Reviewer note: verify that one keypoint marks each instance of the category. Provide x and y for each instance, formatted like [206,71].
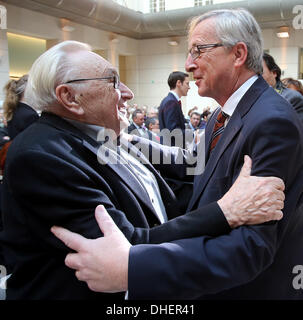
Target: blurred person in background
[272,74]
[293,84]
[18,114]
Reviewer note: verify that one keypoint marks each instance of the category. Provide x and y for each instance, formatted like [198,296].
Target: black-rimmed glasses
[114,79]
[196,51]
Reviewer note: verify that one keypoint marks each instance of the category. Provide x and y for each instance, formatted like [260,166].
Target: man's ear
[240,54]
[68,99]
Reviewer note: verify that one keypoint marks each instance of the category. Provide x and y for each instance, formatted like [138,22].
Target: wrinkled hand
[102,263]
[253,200]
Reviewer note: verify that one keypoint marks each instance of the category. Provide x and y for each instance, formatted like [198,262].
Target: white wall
[148,62]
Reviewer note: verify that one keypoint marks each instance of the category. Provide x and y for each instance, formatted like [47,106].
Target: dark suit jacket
[53,177]
[23,117]
[251,262]
[171,116]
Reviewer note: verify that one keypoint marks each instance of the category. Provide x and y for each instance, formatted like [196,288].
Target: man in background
[170,111]
[272,75]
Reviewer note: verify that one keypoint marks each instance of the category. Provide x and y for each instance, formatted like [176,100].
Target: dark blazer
[171,116]
[53,177]
[23,117]
[251,262]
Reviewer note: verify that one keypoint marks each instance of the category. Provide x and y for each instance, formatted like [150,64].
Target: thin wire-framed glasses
[197,50]
[114,79]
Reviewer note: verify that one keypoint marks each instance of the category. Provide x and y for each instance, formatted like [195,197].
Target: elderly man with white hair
[59,169]
[251,262]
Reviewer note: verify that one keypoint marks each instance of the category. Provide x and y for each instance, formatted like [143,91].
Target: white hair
[233,26]
[48,71]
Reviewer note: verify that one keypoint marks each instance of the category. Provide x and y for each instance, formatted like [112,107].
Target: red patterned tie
[218,129]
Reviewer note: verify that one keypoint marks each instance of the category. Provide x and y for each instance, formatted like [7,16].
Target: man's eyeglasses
[196,51]
[113,79]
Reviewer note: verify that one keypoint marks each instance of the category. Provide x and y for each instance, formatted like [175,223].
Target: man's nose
[126,93]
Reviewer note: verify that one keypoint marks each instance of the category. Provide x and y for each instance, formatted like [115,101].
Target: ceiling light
[283,32]
[66,25]
[68,28]
[173,43]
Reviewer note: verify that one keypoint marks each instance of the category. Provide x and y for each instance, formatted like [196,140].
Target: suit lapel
[230,132]
[108,157]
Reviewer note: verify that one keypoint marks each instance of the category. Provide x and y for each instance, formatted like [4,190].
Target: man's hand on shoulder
[253,200]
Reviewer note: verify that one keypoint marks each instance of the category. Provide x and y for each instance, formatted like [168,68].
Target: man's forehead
[102,64]
[202,33]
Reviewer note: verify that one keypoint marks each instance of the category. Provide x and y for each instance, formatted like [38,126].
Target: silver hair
[233,26]
[48,71]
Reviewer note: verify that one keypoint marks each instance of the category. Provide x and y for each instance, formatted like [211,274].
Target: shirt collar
[232,102]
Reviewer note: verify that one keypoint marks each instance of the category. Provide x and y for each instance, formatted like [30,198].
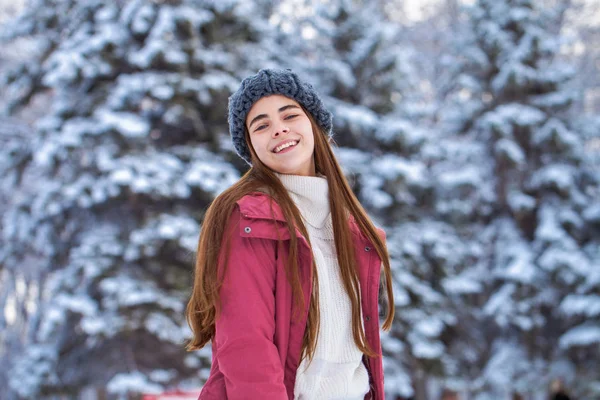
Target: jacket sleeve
[245,328]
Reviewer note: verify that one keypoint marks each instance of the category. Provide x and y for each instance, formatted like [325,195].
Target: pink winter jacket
[257,345]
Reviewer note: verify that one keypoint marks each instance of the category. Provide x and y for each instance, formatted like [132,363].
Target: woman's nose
[281,129]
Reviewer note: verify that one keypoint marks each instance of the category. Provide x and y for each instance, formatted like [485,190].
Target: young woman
[288,265]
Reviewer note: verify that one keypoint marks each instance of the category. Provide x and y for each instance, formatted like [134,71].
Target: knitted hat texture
[265,83]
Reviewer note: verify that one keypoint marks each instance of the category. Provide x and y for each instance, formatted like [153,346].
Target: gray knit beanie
[267,82]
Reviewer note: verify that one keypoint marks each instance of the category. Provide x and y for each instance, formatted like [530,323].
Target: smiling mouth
[286,146]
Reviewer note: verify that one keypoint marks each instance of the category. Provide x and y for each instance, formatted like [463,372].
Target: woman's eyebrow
[263,116]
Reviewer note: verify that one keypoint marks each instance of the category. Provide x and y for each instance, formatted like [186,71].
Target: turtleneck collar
[311,196]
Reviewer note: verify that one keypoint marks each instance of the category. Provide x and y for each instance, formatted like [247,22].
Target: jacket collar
[256,205]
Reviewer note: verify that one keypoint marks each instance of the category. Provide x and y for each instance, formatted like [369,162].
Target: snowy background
[469,129]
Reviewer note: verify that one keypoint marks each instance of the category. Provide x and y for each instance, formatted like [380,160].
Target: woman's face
[275,121]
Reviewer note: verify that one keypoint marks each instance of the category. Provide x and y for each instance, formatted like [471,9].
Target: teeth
[283,146]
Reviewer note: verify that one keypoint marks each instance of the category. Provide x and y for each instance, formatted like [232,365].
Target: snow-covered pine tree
[541,279]
[105,205]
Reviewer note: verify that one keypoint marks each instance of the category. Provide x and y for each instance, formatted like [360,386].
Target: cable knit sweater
[337,371]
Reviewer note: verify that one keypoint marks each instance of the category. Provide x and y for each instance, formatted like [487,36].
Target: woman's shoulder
[259,204]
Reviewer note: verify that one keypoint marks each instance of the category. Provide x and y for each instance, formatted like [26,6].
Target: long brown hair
[203,306]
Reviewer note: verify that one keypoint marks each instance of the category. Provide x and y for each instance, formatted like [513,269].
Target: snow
[583,335]
[127,124]
[134,381]
[465,152]
[587,305]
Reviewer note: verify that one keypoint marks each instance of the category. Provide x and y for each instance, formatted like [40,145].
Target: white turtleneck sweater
[337,371]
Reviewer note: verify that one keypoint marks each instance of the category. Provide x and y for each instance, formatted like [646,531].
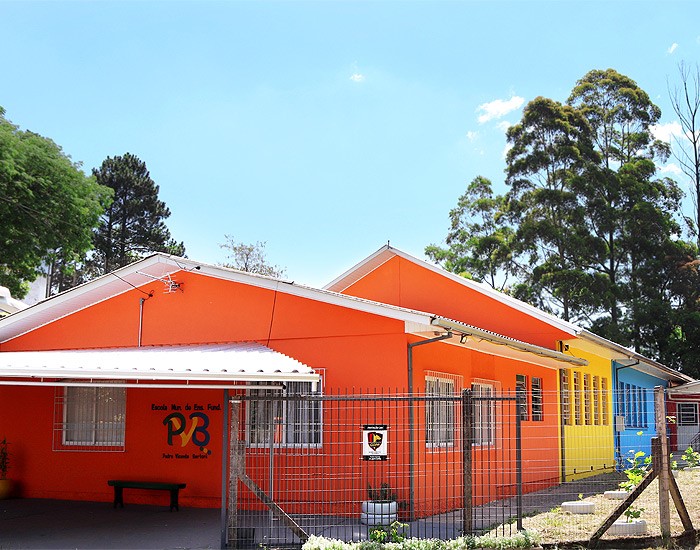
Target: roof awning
[154,366]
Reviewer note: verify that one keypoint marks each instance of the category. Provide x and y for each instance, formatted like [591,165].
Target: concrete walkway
[54,524]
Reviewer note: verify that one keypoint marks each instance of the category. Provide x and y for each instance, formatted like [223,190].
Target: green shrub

————

Return all the entries word for word, but omit any pictures they contain.

Reviewer note: verify that one keypoint marks each instance of the category. Provide x and y for each instance, formatted like [206,71].
Target: blurred person in background
[272,74]
[293,84]
[18,114]
Reviewer note: verify that one keypoint marks each instance of the category. Provide x and y for each instance, formatted like [198,296].
Target: black-rimmed glasses
[114,79]
[196,51]
Reviewer note: verify that one keypoint marks each instance of the category. Provide x and y for each instance, formatted like [260,166].
Target: man's ear
[240,54]
[68,99]
Reviewer note: verify that one keypoint marks each instance of the category. Provide x and y for each instance, formatted like [138,22].
Target: wrinkled hand
[102,263]
[253,200]
Reviewer note: verify that one keypoint marks each instance of the category. Provide x and y for each instance, formatted like [198,262].
Target: white wall
[148,62]
Reviewer note: verify that one keypoint marks each instance of the category. Provide x and y for each instance, formatted like [47,106].
Target: dark suit jacket
[53,177]
[23,117]
[251,262]
[171,116]
Reviewer note: verify that one keypoint marks each instance of the category. Provide x and y for each instance, formatted like [196,288].
Target: man in background
[170,111]
[272,75]
Reviewer note: verify that one keypoint marks each instance of the category. Provide x and y for each instance, formatted like [176,100].
Target: dark blazer
[171,116]
[53,177]
[23,117]
[251,262]
Reviewer note: verify that one keypoint marks each instance of the category. Provide x and y for each instance, formatted like [150,64].
Target: thin wire-framed glasses
[197,50]
[114,79]
Reviewer note: verify that one keypoint marks each instance of the category. Provide x and y for each instance, formatted like [195,197].
Target: elderly man with white hair
[59,169]
[251,262]
Reviewer note: verify that one keypoint marks each instance of the category. Provide x and y for each instance, formatted like [143,91].
Target: white hair
[233,26]
[48,71]
Reviewer note: verify that one keypoint marks each instance of the category. Provide x and y for each instance, formatted like [112,107].
Target: red patterned tie
[218,129]
Reviewer note: verify that one keypoint marks each instance of the category. Provide x and y for each instance, formatted like [7,16].
Target: man's eyeglasses
[196,51]
[113,79]
Reviewer note: verify that one keypoint marks each instance of the category. Provide x and y for each instance, formatted like [175,223].
Target: man's nose
[126,93]
Reviewer note: verify that one keypoint marks each instance of the category. Provide x and y for each instance, formatted like [115,101].
Target: ceiling light
[283,32]
[66,25]
[68,28]
[173,43]
Reviewer note: verify that one keypoint marks each instance of the category. Provide x and y for each instance, formatted like [196,140].
Target: suit lapel
[230,132]
[108,157]
Reviewer note: verify that one keypoint marks each instance of the category. Provide x and y for each instance, formatted like [4,190].
Target: man's hand on shoulder
[253,200]
Reviewer note: verify that one keypoint marks each instance of the category. Provide x and y for each instance, formatted like [168,68].
Target: man's forehead
[102,64]
[202,33]
Reviewer note: verify that one keypoint marks each instance of the category. Provide x and y for each instance, formatted like [38,126].
Target: silver hair
[233,26]
[48,71]
Reviewer note: verify that one keypoint marks each instance of the category. Provide x and y for each instance, formatted like [211,274].
Target: shirt collar
[232,102]
Reviewer note: verify that one keypoint marks each instance of the category. Provide x and y for each instance, formatted like [30,198].
Target: jacket sleeve
[245,328]
Reviewer note: verify that one keypoint marks each instance of the category. Provide x and y for each instance, formatted like [325,195].
Target: pink winter jacket
[257,345]
Reviewer note: verify that one keypoint marks each instance of the category. Provide x and y for each instance, formatted like [132,363].
Target: woman's nose
[281,129]
Reviewer note: verify that one keypoint marks each instance of the category. Provide x and y for each instance, formatted like [485,190].
Target: young woman
[288,265]
Reviewer note: verify that one keypoint marks each instance of the category. Provide x and y for each instance, formatted like [134,71].
Target: knitted hat texture
[265,83]
Reviewer note: verify that one keypoint marks each instance of the category. Provide x and y for each instance, formatted like [153,346].
Target: gray knit beanie
[267,82]
Reviewer note: verify that one keypoint marks each instance of the category. Provide x and y for each instance, formatted like [530,323].
Target: smiling mouth
[286,146]
Reviewer note: verify that one keypoint marks each instance of the category. Provide x and y for each instance, formatted like [463,372].
Target: woman's eyebrow
[263,116]
Reviewer note: verify that one keypoint marks each instance of the category. Provide x and y for each instance, formatted like [186,71].
Target: turtleneck collar
[311,196]
Reviewer note: verify that one keypoint marks each instance of the category. Provide x and y for each instance, formatted like [247,22].
Target: jacket collar
[256,205]
Reviewer note: verify that one keypoint marks each instance of the category. Provide x and y for each instance, formatted like [369,162].
Target: snowy background
[469,129]
Reviewer note: verify that one keypoint marks each instance of the category. Provide x and y for each instance, formatted like [380,160].
Target: woman's face
[275,121]
Reviewer note: verify that one keypoint marks each instance of the category. Provide x and y for each instance, formatted like [471,9].
Target: teeth
[283,146]
Reviewer note: verify that one keypoint marks each instance of the category. Provide x and y for each instance, formatted like [232,365].
Target: snow-covered pine tree
[541,279]
[105,205]
Reviewer note: verify that one keypoint marks each instance of the category. Provide x and y for each instance, formatted like [360,386].
Target: cable knit sweater
[337,371]
Reviewer note: verify that one keypoint marks each instance of the category. Provide x and y for each instance, formatted like [487,36].
Target: woman's shoulder
[259,204]
Reviewer note: verify that one keypoint marks each instance of the category. Provide x and y for each instance, formatted like [26,6].
Target: long brown hair
[203,306]
Reviewer note: verify that one keypoint marks each instance of the category. Provide x and y for each instance, formatted like [513,269].
Target: snow
[583,335]
[127,124]
[134,381]
[465,152]
[587,305]
Reviewer note: verify that one keypoint marks each instance of the category. Provide x and y for each instance, formatted like [40,145].
Target: white turtleneck sweater
[337,371]
Reviewer note: verify that one keypoint marks each instance of the category. Provide x and y for each instance, formatted like [646,531].
Target: roof awning
[154,366]
Reviewer note: verify that one keypoint marks each instance of the category. Provide x and y for each instance, formatted like [591,165].
Target: concrete walkway
[54,524]
Reviewer note: verify that one keypoint marks each instance of the category. Provide x and y for each instance, formatted like [223,190].
Target: green shrub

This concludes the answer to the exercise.